| AIM OF THE EXERCISE |
Set down, word for word, the part of the text on Lasse Lorentz Sørensen from "Lasse Lorentz Sørensen" up to and including "in the past.".

| TEXT SECTION |
..............................

Lasse Lorentz Sørensen (born 7 December 1996) is a Danish professional racing driver. He currently competes in the NASCAR Whelen Euro Series, driving the No. 66 Chevrolet Camaro for DF1 Racing in both the Elite 1 and Elite 2 class and is the defending Elite 2 Champion. Sørensen won the French F4 Championship in 2014 and has competed in categories such as Formula Ford Denmark and Eurocup Formula Renault 2.0 in the past.

Racing career
Sørensen began his career in 1998 in karting. In 2012 he switched to the Danish Formula Ford championship, he raced there from 2012–2013 ending 2nd in the standings in 2013. He also competed in the Formula Ford NEZ and Dutch Formula Ford championships that year. He switched to the French F4 Championship for the 2014 season. Sørensen won the championship that year, with 387 points.

In January 2015, Sørensen switched to the Eurocup Formula Renault 2.0, driving for Manor MP Motorsport. In 2016, Sørensen began competing in the MASCOT Danish Thundersport Championship, winning the championship in 2017 ahead from Jan Magnussen.

..............................

| COLLECTED MATERIAL |

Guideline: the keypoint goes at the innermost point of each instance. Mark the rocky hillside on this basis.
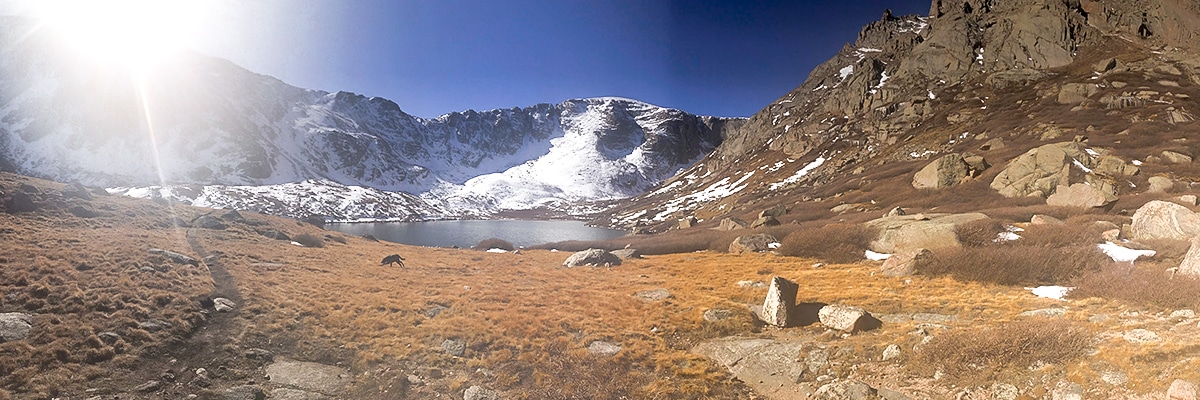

..............................

| FINISHED EXERCISE |
Lasse Lorentz Sørensen (born 7 December 1996) is a Danish professional racing driver. He currently competes in the NASCAR Whelen Euro Series, driving the No. 66 Chevrolet Camaro for DF1 Racing in both the Elite 1 and Elite 2 class and is the defending Elite 2 Champion. Sørensen won the French F4 Championship in 2014 and has competed in categories such as Formula Ford Denmark and Eurocup Formula Renault 2.0 in the past.